Ohhh, suits you Sir

Unlike Lyle, I do not, have not and probably will not ever own a three-piece suit. I don’t really see the point in adding an extra layer to a set of clothing that I’ll only wear when under some form of emotional stress and usually in a warm place (unless the air-conditioning is working). Interviews (stress), weddings (mostly in spring/summer so warm), funerals (stress).

That said, I do love wearing a suit. Partly because I don’t do it very often and it’s nice to ‘dress up’ sometimes, and partly because it gives me a sense of importance, a sense of power if you will.

In a small way this is why I recently changed my ‘work’ wardrobe, and now wear shirts everyday (except for Fridays, obv). Of course I didn’t really have a choice in the matter as most of the senior staff I met during the interview were wearing similar attire, and obviously (as I’m also a ‘senior member of staff’) I have to fit in. This is quite a departure from previous jobs where, and this stretches back through my entire career, I’ve always just turned up wearing… whatever the hell I wanted. Jeans, of course, were regulation and coupled with a variety of t-shirts, polo shirts and even a proper shirt if the occasion demanded it. The Queen didn’t visit very often though…

In saying that, just wearing a shirt gives me a sense of professionalism, a sense of importance and pride that has most definitely had an influence on both how I conduct myself and how others relate to me.

It’s little more than cod-psychology of course, but the easiest example is to imagine walking into your local branch to meet the manager who is dressed in scruffy jeans and a paint splattered t-shirt. The clothes don’t have an effect on the amount of knowledge he has, or about how he conducts his business but they will most certainly decrease your trust, and likely have some minor impact on the way the manager treats you as well (he may be more ‘friendly’ because he’s lost his “appearance of power”).
★ ★ ★ ★
Write out, word for word, the passage of the piece on wearing suits and shirts that begins with "Ohhh, suits you" and ends with "if you will.".

• [AVAILABLE DATA]:
★ ★ ★ ★
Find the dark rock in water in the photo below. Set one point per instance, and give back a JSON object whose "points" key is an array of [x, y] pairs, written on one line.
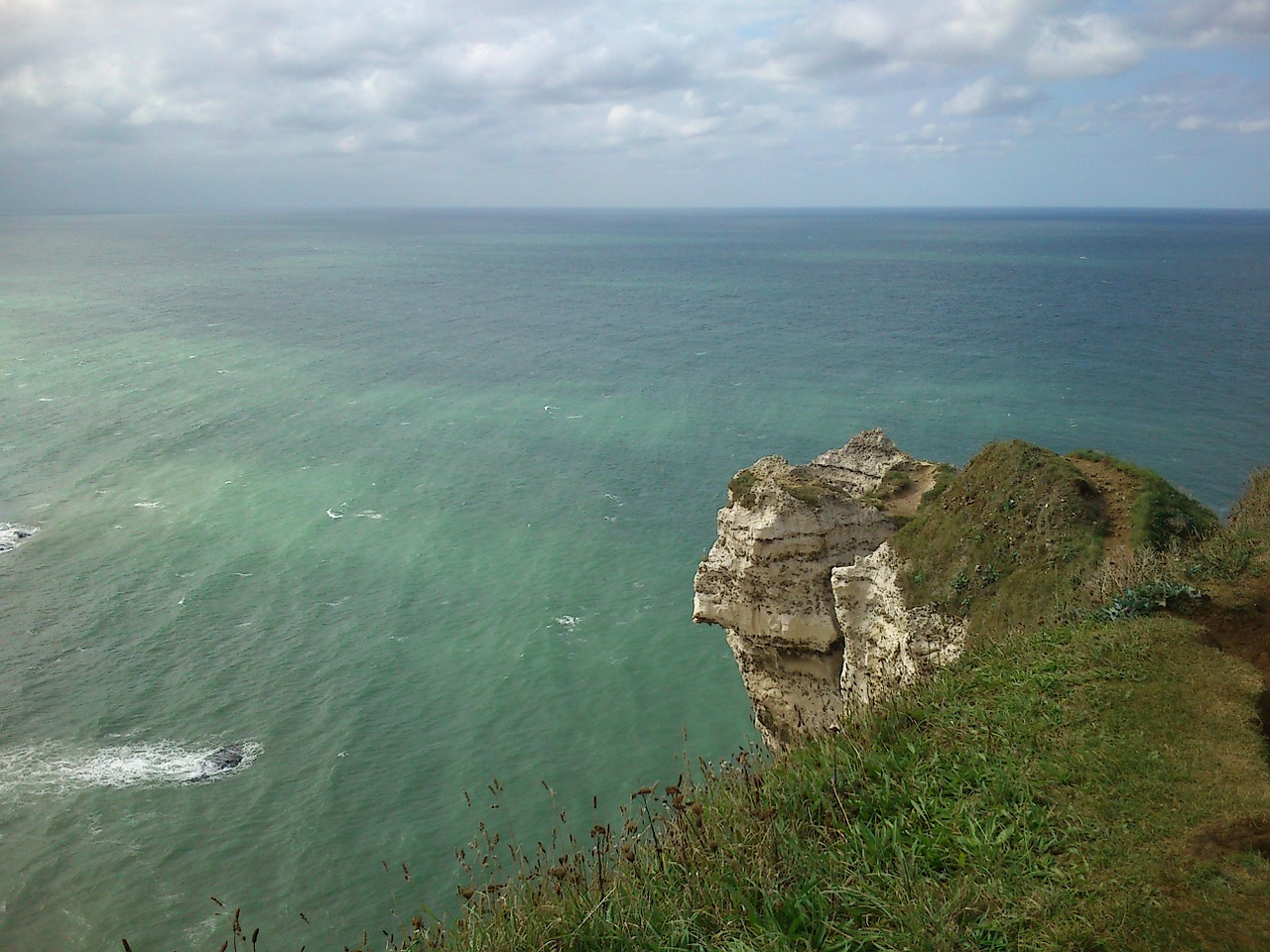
★ ★ ★ ★
• [FULL ANSWER]:
Ohhh, suits you Sir

Unlike Lyle, I do not, have not and probably will not ever own a three-piece suit. I don’t really see the point in adding an extra layer to a set of clothing that I’ll only wear when under some form of emotional stress and usually in a warm place (unless the air-conditioning is working). Interviews (stress), weddings (mostly in spring/summer so warm), funerals (stress).

That said, I do love wearing a suit. Partly because I don’t do it very often and it’s nice to ‘dress up’ sometimes, and partly because it gives me a sense of importance, a sense of power if you will.